Tarefa a realizar »
Transcreva o excerto sobre democracia direta em Portugal, começando em "O sistema suíço" e terminando em "da sua voz?", e substitua "cidadãos" por "eleitores".
==== Excerto do documento ====
A questão é complexa. A democracia direta promete envolver o cidadão comum, dar-lhe a última palavra, tornar o governo mais transparente e responsável. Mas, ao mesmo tempo, abre-se o risco de decisões populistas e do desgaste da própria ideia de participação. A transformação seria profunda, e o seu impacto econômico e social incerto. Vamos então explorar esta possibilidade: o que ganharia ou perderia Portugal com um sistema onde o povo é chamado a decidir frequentemente?
A Promessa de Mais Vozes e Maior Responsabilidade
Portugal, como qualquer democracia representativa, vive do ritual das urnas. De cinco em cinco anos, escolhemos um governo e confiamos aos eleitos o poder de decidir. E o que recebemos em troca? Políticos cada vez mais afastados da realidade do país, interesses que parecem responder a quem está em cima e não a quem vive cá em baixo. Não seria a altura de mudar isso?
O sistema suíço mostra-nos que há outra forma de organizar a democracia. Em vez de eleições ocasionais, os cidadãos são chamados a pronunciar-se sobre temas concretos – de impostos a questões sociais – através de referendos frequentes. É uma democracia onde o povo é, ao mesmo tempo, o juiz e o legislador. Ora, imaginemos Portugal com um sistema semelhante. Num país onde a abstenção chega aos 51% – como nas últimas legislativas – não seria esta uma forma de trazer os cidadãos de volta ao debate, de fazer com que cada um sentisse o peso das suas escolhas e a importância da sua voz?
Em teoria, sim. E o impacto de uma democracia mais participativa não seria apenas político, mas também económico. O Banco Mundial já mostrou que há uma relação entre a confiança do povo nas instituições e o crescimento do PIB. Quando os cidadãos sentem que participam e confiam nas decisões, a economia beneficia, o consumo cresce e o país torna-se mais atrativo para investidores. Estudos estimam que este aumento de confiança poderia resultar num crescimento adicional de até 1% ao ano do PIB, fruto de uma sociedade mais coesa e de um governo alinhado com a vontade popular.
Estabilidade, Transparência e Atratividade para o Investimento
Há outra palavra mágica em jogo: estabilidade. Hoje, mais do que nunca, é disso que vivem os mercados, o investimento e as economias nacionais. E a verdade é que os investidores – sejam eles pequenos empresários ou grandes multinacionais – não gostam de surpresas. A democracia direta, ao permitir que as grandes decisões passem pelo crivo popular, poderia ajudar a evitar mudanças bruscas de direção política, garantindo um nível de previsibilidade fundamental para os negócios.
A Suíça, com a sua economia robusta e uma das maiores rendas per capita do mundo (cerca de 94 mil dólares), é a prova de como a estabilidade política se traduz numa economia próspera. O sistema de referendos dá confiança a quem investe, ao garantir que as políticas públicas estão em sintonia com a vontade popular. Em Portugal, este fator poderia ser decisivo para atrair mais investimento estrangeiro, especialmente em setores como a tecnologia e as energias renováveis, onde a estabilidade é um trunfo indispensável.
==== Listagem de dados ====
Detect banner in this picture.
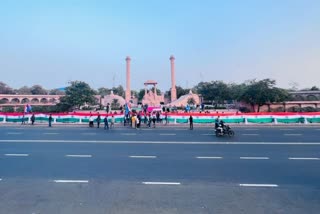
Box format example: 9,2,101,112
0,112,320,124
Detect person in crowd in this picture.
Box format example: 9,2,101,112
137,113,141,128
148,113,152,128
189,115,193,130
31,114,36,125
89,114,94,128
103,115,109,130
48,114,52,127
21,113,26,125
96,112,101,128
110,115,115,128
164,111,168,125
152,113,156,128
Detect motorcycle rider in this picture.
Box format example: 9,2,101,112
218,120,225,133
214,116,220,129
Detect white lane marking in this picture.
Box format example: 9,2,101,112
288,158,320,160
66,155,92,158
7,132,22,135
54,180,89,183
142,181,181,185
0,139,320,146
129,155,157,158
240,157,270,160
4,154,29,157
239,184,278,187
196,156,223,159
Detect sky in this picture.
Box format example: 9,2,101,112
0,0,320,91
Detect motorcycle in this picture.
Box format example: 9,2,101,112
215,125,234,137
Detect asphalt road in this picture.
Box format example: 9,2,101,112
0,126,320,214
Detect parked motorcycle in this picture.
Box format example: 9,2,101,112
215,125,234,137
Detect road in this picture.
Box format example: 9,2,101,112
0,126,320,214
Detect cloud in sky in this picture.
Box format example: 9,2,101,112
0,0,320,90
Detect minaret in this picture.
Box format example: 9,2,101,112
170,55,177,102
125,56,131,102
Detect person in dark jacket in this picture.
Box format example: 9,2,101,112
189,115,193,130
30,114,36,125
48,114,52,127
103,115,109,129
97,112,101,128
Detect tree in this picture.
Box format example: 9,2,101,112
165,85,190,100
137,89,145,101
16,86,32,94
60,81,96,109
49,89,66,95
0,82,15,94
98,87,111,96
111,99,120,109
30,85,48,95
240,79,288,112
187,97,196,105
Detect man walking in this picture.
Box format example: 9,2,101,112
110,115,115,128
21,113,26,125
97,112,101,128
48,114,52,127
31,114,36,125
189,115,193,130
103,115,109,129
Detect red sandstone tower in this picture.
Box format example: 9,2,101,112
125,56,131,102
170,55,177,102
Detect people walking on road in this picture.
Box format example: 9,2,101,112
89,114,94,128
136,113,141,128
103,115,109,129
189,115,193,130
214,116,220,129
48,114,52,127
31,114,36,125
110,115,115,128
156,111,160,123
164,111,168,125
152,113,156,128
131,115,136,128
21,113,26,125
148,114,152,128
96,112,101,128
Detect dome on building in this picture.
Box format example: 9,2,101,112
101,91,126,106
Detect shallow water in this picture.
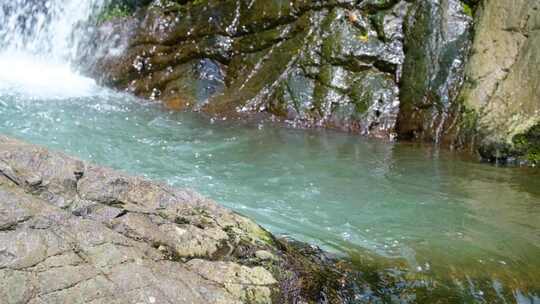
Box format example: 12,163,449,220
0,80,540,303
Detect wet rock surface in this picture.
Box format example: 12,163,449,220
0,136,358,304
85,0,409,137
461,0,540,163
82,0,540,165
398,0,473,143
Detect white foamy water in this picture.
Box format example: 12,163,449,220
0,52,97,99
0,0,106,99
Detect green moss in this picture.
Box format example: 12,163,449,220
463,3,474,18
512,124,540,165
97,4,133,24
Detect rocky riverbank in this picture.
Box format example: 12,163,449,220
0,135,364,304
80,0,540,164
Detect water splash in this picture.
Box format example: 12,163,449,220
0,0,107,98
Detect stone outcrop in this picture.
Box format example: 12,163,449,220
85,0,409,137
81,0,540,163
0,135,358,304
398,0,473,143
461,0,540,162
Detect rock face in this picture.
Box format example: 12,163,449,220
0,135,354,304
398,0,473,143
456,0,540,161
82,0,540,162
86,0,409,137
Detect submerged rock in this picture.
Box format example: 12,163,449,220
398,0,473,143
0,136,358,304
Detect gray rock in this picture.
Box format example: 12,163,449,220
0,135,312,304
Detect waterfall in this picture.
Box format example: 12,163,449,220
0,0,104,61
0,0,106,98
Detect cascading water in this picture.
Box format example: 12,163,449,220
0,0,105,98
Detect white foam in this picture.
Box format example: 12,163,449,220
0,52,97,99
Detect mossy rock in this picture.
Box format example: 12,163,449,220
512,124,540,165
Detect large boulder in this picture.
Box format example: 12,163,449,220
398,0,473,143
85,0,409,137
461,0,540,162
0,135,358,304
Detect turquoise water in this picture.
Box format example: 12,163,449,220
0,84,540,303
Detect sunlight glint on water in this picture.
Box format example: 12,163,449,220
0,0,540,303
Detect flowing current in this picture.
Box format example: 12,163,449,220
0,0,540,303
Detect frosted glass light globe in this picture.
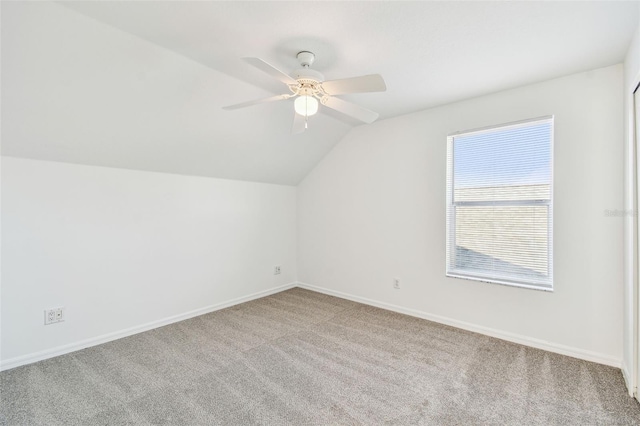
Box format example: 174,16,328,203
293,96,318,117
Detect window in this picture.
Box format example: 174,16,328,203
447,117,553,290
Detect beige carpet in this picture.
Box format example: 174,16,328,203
0,289,640,425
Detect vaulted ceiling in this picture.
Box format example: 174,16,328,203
1,1,640,185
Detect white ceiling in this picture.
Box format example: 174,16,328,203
2,1,639,185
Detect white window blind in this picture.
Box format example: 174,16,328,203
447,117,553,290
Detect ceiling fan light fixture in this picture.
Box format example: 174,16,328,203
293,96,318,117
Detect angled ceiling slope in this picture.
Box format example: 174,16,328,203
1,1,638,185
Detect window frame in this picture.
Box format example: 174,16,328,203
445,115,555,292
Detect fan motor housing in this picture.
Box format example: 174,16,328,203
291,68,324,83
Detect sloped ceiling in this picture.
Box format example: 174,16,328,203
1,1,639,185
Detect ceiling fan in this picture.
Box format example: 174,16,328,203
223,51,387,133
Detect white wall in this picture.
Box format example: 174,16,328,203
622,16,640,393
1,157,296,368
298,65,623,366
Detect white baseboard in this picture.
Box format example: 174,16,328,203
298,282,622,368
620,362,636,398
0,283,297,371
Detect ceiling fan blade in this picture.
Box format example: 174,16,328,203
242,58,298,85
321,74,387,95
291,112,307,135
323,97,380,123
222,94,292,109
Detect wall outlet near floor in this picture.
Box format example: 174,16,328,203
44,306,65,325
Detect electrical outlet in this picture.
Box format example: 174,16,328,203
44,306,65,325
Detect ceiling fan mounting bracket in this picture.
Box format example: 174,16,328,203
296,50,316,67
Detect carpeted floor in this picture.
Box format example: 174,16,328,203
0,288,640,426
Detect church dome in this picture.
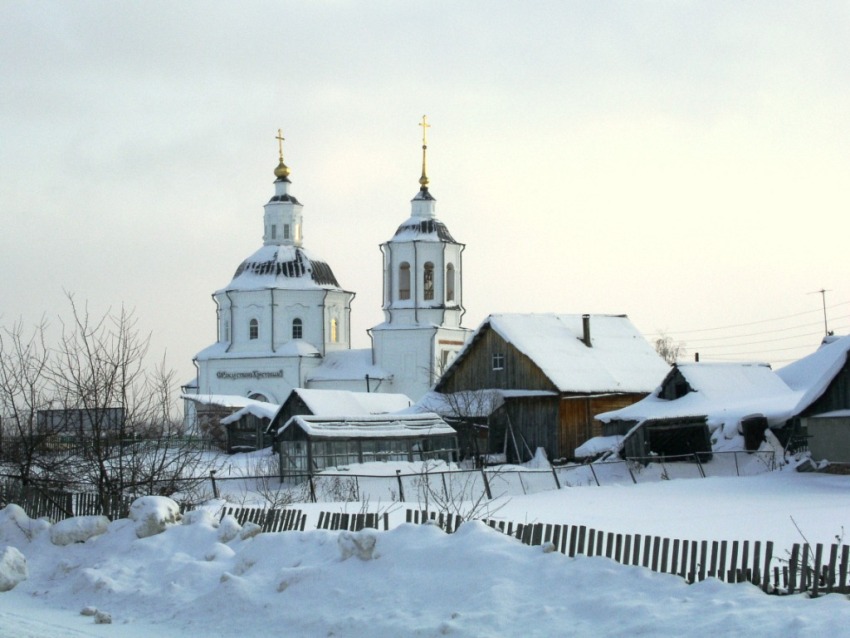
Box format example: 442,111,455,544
226,245,340,290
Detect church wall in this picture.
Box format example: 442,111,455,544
198,357,304,403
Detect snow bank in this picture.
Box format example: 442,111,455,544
50,516,109,546
0,504,50,547
0,546,29,592
130,496,181,538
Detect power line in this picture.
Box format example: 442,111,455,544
649,301,850,336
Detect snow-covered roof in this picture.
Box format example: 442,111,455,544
390,216,457,244
307,348,391,387
219,244,348,292
195,339,321,361
405,388,558,418
776,336,850,407
596,363,802,426
180,394,266,408
221,401,280,425
277,413,456,439
454,314,670,393
284,388,413,416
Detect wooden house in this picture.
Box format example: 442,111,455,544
597,337,850,464
270,388,413,430
275,413,457,481
435,314,669,462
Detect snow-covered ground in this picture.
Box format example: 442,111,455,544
0,468,850,638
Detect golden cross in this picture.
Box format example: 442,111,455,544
275,129,284,162
419,115,431,148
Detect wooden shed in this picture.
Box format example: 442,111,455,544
597,336,850,460
435,314,669,462
275,413,457,481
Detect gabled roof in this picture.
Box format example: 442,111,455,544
596,363,801,426
284,388,413,417
440,314,670,393
276,413,456,439
221,401,280,425
307,348,390,388
776,335,850,407
596,336,850,436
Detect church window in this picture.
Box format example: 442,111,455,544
493,352,505,370
422,261,434,300
398,261,410,299
446,264,455,301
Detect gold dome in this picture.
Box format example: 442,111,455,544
274,158,289,179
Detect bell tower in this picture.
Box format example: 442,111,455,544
369,115,470,400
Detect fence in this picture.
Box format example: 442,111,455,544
286,452,776,504
0,481,850,597
221,506,307,532
406,510,850,598
0,480,133,521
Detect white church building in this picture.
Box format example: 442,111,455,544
184,122,471,420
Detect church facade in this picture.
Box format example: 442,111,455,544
184,122,471,416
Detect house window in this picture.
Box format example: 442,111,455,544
493,352,505,370
422,261,434,300
446,264,455,301
398,261,410,299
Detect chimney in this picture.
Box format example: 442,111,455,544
581,315,593,348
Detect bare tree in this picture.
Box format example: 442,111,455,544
0,319,72,486
49,295,201,503
655,332,686,365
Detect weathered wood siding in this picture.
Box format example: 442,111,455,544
436,326,558,393
550,394,646,459
505,396,560,461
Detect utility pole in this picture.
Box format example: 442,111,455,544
809,288,832,337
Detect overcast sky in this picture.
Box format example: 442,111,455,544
0,0,850,380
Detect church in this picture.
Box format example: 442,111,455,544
184,116,471,422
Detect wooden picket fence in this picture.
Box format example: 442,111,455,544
0,481,133,522
317,512,390,532
405,509,463,534
470,520,850,598
221,505,307,532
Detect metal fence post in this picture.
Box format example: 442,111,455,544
210,470,218,498
481,467,494,501
395,470,404,503
694,452,705,478
550,465,561,489
587,463,602,487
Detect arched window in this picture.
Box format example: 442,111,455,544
422,261,434,301
398,261,410,299
446,264,455,301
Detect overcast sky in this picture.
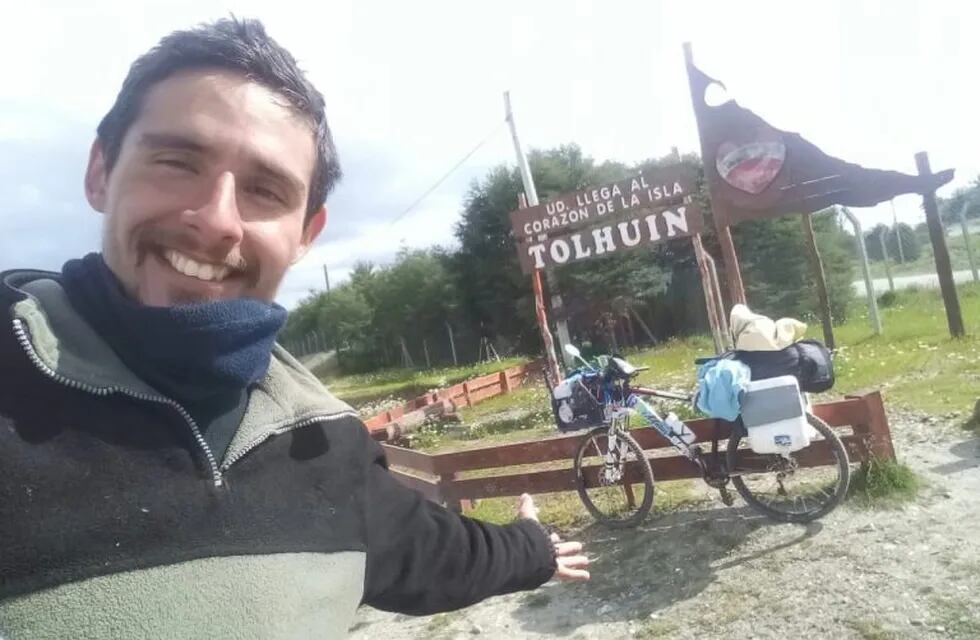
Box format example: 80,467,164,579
0,0,980,306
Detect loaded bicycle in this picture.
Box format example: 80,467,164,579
552,345,850,527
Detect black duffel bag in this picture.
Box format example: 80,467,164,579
735,339,834,393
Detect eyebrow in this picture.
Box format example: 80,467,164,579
139,132,306,198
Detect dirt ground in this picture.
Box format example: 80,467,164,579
351,414,980,640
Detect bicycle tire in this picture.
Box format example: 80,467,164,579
726,413,851,522
574,427,654,529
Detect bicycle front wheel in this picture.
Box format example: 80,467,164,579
727,413,851,522
575,427,653,528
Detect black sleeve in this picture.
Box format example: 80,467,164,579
363,441,556,615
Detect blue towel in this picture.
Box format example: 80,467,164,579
697,358,752,421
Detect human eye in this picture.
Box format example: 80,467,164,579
153,155,197,174
247,184,286,205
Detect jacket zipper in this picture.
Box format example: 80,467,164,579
221,411,355,471
14,318,224,487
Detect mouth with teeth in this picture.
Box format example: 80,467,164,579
163,249,237,282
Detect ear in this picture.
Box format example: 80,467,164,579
293,206,327,263
85,138,109,213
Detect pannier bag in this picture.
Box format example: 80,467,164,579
735,339,834,393
551,373,604,432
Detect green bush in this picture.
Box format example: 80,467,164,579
848,458,922,506
878,291,898,309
====
Resolução escrita »
O sistema suíço mostra-nos que há outra forma de organizar a democracia. Em vez de eleições ocasionais, os eleitores são chamados a pronunciar-se sobre temas concretos – de impostos a questões sociais – através de referendos frequentes. É uma democracia onde o povo é, ao mesmo tempo, o juiz e o legislador. Ora, imaginemos Portugal com um sistema semelhante. Num país onde a abstenção chega aos 51% – como nas últimas legislativas – não seria esta uma forma de trazer os eleitores de volta ao debate, de fazer com que cada um sentisse o peso das suas escolhas e a importância da sua voz?